++++ INFORMATION SUPPLIED ++++

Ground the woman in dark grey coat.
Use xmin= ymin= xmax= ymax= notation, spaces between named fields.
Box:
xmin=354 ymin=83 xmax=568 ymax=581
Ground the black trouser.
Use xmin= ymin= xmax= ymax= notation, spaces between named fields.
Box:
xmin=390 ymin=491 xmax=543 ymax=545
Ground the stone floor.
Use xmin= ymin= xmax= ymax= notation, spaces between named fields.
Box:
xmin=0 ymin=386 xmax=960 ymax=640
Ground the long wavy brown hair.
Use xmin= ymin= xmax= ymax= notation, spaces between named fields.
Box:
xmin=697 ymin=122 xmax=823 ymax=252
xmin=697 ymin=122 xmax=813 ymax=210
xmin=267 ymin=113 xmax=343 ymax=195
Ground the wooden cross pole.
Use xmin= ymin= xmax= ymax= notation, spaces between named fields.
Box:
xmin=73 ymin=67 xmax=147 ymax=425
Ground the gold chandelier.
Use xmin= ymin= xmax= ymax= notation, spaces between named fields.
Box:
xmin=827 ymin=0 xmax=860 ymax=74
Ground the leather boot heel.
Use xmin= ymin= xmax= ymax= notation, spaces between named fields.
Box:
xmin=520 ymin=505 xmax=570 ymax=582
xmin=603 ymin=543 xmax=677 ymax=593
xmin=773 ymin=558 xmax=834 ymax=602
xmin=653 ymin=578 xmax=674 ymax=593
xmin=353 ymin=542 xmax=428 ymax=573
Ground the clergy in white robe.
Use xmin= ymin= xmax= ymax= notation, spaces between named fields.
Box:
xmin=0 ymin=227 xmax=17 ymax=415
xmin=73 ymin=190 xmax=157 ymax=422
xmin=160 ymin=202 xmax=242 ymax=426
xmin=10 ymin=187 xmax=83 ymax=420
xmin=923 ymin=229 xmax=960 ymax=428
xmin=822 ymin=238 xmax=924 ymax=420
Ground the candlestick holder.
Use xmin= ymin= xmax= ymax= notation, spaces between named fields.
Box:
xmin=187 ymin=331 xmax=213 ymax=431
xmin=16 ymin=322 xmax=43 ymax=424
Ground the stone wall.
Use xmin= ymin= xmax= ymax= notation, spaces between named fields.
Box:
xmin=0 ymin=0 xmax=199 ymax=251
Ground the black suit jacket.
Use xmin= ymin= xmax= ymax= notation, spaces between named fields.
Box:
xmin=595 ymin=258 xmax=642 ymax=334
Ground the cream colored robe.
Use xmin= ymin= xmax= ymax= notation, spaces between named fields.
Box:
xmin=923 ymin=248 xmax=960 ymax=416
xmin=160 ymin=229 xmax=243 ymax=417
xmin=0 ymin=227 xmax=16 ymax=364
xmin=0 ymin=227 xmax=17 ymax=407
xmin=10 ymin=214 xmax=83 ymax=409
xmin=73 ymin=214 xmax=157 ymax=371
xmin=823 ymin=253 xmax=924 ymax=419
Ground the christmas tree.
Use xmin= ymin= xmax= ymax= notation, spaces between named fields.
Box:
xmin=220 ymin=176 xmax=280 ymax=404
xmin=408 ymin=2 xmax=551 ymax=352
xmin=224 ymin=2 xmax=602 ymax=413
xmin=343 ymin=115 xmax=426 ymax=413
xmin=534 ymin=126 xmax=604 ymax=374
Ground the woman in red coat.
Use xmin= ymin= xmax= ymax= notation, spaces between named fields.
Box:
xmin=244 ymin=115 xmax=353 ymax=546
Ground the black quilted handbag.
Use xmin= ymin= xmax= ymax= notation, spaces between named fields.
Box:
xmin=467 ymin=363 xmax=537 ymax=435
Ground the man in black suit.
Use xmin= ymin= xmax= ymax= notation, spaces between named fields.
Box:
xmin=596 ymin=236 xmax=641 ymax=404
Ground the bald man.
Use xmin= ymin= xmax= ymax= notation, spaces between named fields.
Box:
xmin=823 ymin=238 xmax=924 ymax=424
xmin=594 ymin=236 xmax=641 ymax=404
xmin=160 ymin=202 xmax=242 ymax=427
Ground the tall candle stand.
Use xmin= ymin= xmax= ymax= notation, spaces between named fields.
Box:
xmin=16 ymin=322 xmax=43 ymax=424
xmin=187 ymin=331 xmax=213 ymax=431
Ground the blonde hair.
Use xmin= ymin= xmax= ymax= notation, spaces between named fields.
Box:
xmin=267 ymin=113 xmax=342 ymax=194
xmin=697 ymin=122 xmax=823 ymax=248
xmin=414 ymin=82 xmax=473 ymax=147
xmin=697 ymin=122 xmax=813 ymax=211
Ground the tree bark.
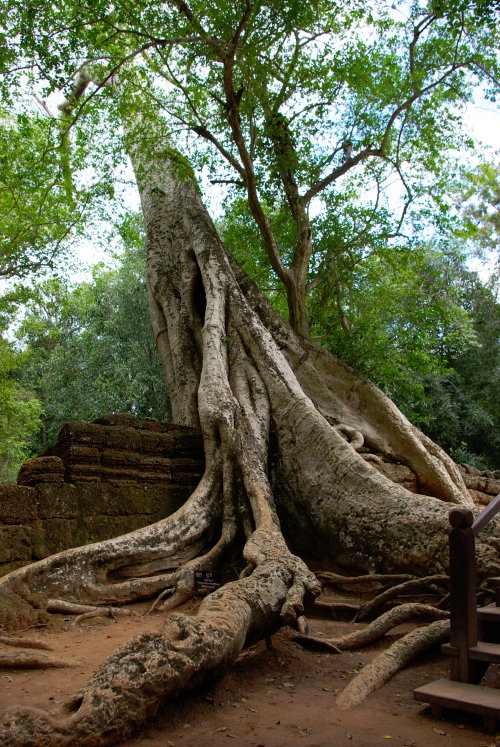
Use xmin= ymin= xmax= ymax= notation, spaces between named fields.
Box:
xmin=0 ymin=115 xmax=500 ymax=747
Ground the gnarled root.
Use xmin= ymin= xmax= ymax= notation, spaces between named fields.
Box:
xmin=353 ymin=574 xmax=450 ymax=622
xmin=316 ymin=571 xmax=415 ymax=586
xmin=337 ymin=620 xmax=450 ymax=710
xmin=0 ymin=556 xmax=319 ymax=747
xmin=294 ymin=603 xmax=449 ymax=653
xmin=0 ymin=651 xmax=80 ymax=672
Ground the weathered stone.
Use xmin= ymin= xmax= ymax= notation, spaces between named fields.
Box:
xmin=371 ymin=461 xmax=418 ymax=493
xmin=17 ymin=456 xmax=64 ymax=485
xmin=0 ymin=525 xmax=32 ymax=563
xmin=37 ymin=483 xmax=80 ymax=519
xmin=0 ymin=485 xmax=37 ymax=524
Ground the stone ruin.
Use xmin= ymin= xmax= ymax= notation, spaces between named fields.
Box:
xmin=0 ymin=414 xmax=500 ymax=575
xmin=0 ymin=414 xmax=204 ymax=575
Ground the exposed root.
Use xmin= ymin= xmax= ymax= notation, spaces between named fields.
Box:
xmin=0 ymin=635 xmax=53 ymax=651
xmin=0 ymin=651 xmax=81 ymax=668
xmin=337 ymin=620 xmax=450 ymax=710
xmin=46 ymin=599 xmax=132 ymax=623
xmin=316 ymin=571 xmax=415 ymax=586
xmin=0 ymin=556 xmax=319 ymax=747
xmin=312 ymin=599 xmax=359 ymax=620
xmin=353 ymin=574 xmax=450 ymax=622
xmin=294 ymin=603 xmax=449 ymax=653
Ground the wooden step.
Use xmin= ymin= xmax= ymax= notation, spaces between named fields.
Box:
xmin=477 ymin=604 xmax=500 ymax=626
xmin=477 ymin=604 xmax=500 ymax=643
xmin=441 ymin=641 xmax=500 ymax=664
xmin=486 ymin=576 xmax=500 ymax=607
xmin=413 ymin=680 xmax=500 ymax=732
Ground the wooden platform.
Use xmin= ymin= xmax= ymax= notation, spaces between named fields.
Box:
xmin=413 ymin=679 xmax=500 ymax=732
xmin=441 ymin=641 xmax=500 ymax=664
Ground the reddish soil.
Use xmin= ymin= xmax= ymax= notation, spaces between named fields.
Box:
xmin=0 ymin=605 xmax=500 ymax=747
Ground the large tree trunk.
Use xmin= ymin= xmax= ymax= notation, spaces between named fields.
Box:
xmin=0 ymin=127 xmax=500 ymax=747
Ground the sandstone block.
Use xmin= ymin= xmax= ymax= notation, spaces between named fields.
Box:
xmin=0 ymin=485 xmax=37 ymax=524
xmin=37 ymin=483 xmax=80 ymax=519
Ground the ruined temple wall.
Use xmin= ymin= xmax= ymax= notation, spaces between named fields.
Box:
xmin=0 ymin=415 xmax=204 ymax=575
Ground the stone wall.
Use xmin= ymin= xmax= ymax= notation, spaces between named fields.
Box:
xmin=0 ymin=415 xmax=203 ymax=575
xmin=0 ymin=414 xmax=500 ymax=575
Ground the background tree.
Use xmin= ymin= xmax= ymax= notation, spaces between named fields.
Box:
xmin=0 ymin=338 xmax=42 ymax=483
xmin=4 ymin=217 xmax=170 ymax=453
xmin=1 ymin=0 xmax=499 ymax=745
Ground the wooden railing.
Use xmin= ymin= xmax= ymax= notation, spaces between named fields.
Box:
xmin=449 ymin=493 xmax=500 ymax=682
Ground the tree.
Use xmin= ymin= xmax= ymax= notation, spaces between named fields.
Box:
xmin=0 ymin=337 xmax=41 ymax=483
xmin=8 ymin=234 xmax=170 ymax=453
xmin=1 ymin=0 xmax=499 ymax=745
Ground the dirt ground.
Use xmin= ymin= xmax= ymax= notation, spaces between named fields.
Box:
xmin=0 ymin=592 xmax=500 ymax=747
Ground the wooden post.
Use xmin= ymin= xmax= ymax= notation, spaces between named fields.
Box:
xmin=449 ymin=508 xmax=482 ymax=682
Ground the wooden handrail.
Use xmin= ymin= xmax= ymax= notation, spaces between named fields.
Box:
xmin=449 ymin=493 xmax=500 ymax=682
xmin=472 ymin=493 xmax=500 ymax=534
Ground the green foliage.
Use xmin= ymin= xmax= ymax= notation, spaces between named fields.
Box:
xmin=0 ymin=338 xmax=41 ymax=483
xmin=455 ymin=163 xmax=500 ymax=256
xmin=5 ymin=225 xmax=169 ymax=453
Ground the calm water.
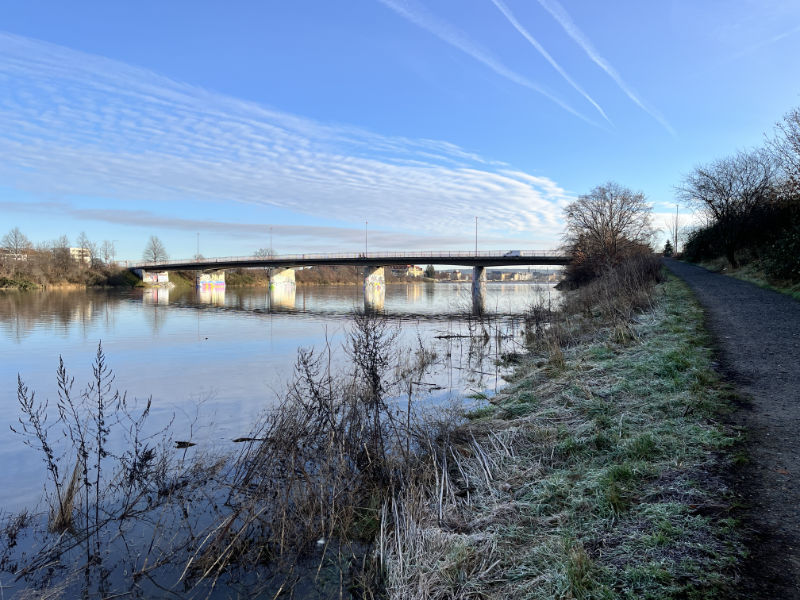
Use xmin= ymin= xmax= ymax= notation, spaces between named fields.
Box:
xmin=0 ymin=283 xmax=557 ymax=510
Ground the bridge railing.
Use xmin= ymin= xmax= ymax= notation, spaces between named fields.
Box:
xmin=125 ymin=250 xmax=567 ymax=268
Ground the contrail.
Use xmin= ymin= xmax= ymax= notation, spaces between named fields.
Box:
xmin=378 ymin=0 xmax=598 ymax=127
xmin=538 ymin=0 xmax=677 ymax=136
xmin=492 ymin=0 xmax=611 ymax=123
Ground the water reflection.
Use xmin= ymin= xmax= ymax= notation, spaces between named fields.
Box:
xmin=197 ymin=286 xmax=226 ymax=306
xmin=267 ymin=282 xmax=297 ymax=310
xmin=142 ymin=287 xmax=169 ymax=305
xmin=0 ymin=282 xmax=557 ymax=508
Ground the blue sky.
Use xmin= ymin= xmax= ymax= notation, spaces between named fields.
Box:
xmin=0 ymin=0 xmax=800 ymax=259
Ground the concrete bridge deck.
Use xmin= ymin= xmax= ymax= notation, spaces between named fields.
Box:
xmin=126 ymin=250 xmax=570 ymax=271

++++

> _YOUR GOAL_
Report how many lines in the entries contain the string "black". Give only the number.

> _SOLUTION TO THIS EXERCISE_
4